▸ **Dataset entries**:
++++++++++
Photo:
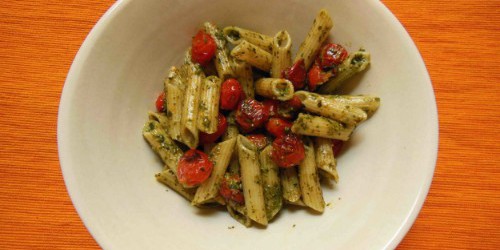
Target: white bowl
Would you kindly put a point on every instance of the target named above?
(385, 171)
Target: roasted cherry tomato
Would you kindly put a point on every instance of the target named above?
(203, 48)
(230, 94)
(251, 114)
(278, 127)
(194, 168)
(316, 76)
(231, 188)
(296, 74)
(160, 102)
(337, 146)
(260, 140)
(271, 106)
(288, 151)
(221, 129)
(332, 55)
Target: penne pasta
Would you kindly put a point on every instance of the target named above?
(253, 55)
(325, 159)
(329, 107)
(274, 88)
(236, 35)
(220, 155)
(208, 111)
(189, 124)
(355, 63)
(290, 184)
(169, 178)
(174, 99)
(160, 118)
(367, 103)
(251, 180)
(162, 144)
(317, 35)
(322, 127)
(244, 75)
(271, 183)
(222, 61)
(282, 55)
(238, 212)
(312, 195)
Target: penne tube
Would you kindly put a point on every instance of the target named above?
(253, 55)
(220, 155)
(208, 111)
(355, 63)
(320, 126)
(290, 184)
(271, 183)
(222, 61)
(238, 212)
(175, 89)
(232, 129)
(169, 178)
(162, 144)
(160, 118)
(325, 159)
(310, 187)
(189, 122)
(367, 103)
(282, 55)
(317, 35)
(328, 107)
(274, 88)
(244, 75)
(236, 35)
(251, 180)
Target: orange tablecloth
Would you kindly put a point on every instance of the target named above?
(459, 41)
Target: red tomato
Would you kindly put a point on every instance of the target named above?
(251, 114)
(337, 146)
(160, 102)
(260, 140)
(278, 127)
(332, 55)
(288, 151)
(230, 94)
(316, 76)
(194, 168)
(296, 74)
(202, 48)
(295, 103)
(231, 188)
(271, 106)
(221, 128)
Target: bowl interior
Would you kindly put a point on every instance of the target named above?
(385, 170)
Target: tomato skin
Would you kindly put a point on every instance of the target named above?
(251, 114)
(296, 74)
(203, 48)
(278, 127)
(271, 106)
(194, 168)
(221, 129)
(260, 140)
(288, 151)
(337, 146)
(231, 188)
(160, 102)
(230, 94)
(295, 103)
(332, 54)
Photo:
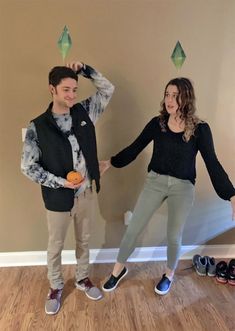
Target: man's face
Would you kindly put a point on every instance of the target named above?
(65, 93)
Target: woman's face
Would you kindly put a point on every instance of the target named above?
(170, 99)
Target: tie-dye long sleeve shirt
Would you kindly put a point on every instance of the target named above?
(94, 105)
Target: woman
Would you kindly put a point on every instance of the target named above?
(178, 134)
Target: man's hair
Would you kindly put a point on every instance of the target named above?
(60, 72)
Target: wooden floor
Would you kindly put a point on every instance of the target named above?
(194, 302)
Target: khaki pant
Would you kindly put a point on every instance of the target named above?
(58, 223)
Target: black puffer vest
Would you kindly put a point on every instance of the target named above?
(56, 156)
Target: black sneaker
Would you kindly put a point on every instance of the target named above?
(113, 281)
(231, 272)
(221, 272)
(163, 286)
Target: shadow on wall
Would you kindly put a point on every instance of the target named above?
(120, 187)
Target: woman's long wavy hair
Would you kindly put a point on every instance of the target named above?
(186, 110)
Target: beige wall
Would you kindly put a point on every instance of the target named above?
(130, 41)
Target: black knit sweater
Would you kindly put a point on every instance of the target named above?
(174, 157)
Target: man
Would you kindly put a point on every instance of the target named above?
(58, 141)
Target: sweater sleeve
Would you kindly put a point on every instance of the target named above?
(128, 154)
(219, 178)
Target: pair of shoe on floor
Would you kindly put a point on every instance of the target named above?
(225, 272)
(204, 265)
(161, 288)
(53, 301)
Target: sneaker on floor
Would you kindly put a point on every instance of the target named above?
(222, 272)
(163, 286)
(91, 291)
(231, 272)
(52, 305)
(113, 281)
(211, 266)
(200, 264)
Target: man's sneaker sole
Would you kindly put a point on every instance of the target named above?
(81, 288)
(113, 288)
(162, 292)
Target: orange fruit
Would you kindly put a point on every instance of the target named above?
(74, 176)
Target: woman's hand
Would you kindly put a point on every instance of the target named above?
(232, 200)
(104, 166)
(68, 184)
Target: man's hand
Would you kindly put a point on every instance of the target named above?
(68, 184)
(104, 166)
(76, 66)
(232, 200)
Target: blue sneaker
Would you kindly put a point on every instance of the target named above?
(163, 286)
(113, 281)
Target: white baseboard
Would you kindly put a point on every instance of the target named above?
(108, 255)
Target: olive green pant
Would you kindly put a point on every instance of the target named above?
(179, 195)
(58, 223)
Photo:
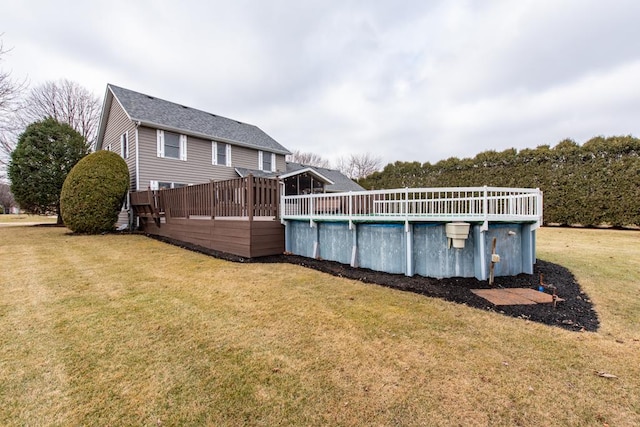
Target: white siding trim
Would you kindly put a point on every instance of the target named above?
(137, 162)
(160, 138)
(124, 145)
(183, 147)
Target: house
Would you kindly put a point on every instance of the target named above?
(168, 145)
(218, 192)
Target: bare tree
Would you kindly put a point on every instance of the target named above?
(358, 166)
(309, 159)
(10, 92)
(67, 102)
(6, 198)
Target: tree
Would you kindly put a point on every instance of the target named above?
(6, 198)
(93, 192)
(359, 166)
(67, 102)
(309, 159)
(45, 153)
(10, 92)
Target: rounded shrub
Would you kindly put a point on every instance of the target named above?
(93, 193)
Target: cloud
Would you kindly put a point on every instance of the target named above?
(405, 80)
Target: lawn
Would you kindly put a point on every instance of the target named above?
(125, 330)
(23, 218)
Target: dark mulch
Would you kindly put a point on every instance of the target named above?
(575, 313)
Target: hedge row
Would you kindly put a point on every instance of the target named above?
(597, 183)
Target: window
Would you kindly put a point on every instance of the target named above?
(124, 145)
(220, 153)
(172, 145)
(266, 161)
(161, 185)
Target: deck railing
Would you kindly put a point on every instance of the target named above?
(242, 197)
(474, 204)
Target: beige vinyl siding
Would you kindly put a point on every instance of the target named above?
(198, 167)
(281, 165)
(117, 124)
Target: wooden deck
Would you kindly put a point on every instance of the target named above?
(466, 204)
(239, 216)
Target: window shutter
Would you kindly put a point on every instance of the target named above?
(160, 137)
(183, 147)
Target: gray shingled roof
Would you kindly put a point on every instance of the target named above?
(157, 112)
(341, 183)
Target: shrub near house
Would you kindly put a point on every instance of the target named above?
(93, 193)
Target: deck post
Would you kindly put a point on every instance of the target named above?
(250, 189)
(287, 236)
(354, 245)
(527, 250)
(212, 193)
++++++++++
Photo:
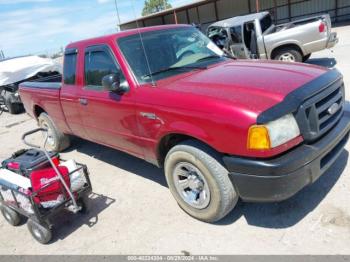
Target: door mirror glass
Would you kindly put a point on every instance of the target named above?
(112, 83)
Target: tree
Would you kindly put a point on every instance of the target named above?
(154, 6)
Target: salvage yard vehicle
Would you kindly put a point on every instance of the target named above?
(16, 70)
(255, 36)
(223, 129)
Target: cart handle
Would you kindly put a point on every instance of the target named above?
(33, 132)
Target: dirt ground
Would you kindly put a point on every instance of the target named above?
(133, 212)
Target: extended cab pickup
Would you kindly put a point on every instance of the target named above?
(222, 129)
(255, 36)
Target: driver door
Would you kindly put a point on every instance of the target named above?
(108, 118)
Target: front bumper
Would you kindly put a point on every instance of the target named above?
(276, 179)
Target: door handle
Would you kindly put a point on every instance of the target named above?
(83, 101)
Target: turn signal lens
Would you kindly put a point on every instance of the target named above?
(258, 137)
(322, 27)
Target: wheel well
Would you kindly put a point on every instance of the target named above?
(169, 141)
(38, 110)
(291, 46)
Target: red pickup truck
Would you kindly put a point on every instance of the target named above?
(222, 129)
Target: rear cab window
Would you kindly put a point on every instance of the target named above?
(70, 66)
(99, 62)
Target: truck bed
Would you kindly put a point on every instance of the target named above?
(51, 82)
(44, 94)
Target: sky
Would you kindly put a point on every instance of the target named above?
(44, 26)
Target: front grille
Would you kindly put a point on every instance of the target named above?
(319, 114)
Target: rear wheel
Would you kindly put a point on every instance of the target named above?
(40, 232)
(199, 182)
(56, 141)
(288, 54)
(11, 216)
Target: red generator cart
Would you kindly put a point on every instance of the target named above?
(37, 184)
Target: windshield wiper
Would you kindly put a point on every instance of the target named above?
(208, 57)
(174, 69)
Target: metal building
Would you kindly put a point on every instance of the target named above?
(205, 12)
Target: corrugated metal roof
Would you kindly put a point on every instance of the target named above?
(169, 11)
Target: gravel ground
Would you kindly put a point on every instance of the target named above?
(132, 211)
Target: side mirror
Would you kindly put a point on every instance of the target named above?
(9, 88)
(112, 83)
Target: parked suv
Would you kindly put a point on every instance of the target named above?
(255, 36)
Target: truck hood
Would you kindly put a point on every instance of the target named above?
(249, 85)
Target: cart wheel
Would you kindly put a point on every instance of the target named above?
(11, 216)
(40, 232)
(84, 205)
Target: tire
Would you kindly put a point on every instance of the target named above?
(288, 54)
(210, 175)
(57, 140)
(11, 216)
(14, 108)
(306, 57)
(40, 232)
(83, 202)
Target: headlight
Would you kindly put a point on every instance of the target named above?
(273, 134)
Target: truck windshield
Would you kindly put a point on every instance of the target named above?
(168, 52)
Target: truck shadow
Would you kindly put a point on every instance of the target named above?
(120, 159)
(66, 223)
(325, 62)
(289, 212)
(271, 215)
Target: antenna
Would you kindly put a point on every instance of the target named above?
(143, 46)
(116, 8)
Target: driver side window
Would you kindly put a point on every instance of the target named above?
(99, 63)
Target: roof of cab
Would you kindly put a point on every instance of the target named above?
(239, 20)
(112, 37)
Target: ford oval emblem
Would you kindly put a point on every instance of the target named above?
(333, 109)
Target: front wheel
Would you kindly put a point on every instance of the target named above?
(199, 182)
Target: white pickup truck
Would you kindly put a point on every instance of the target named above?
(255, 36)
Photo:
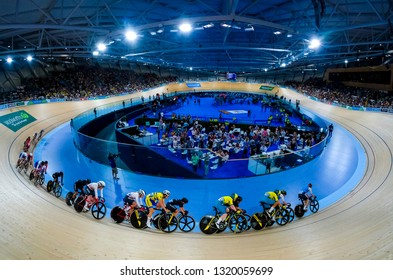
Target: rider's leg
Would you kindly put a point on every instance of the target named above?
++++++++++
▸ **AIM OF THE EXERCISE**: Every line above that holds the string "rear" should be copied out.

▸ **EXERCISE ANSWER**:
Target: rear cab window
Target: rear wheel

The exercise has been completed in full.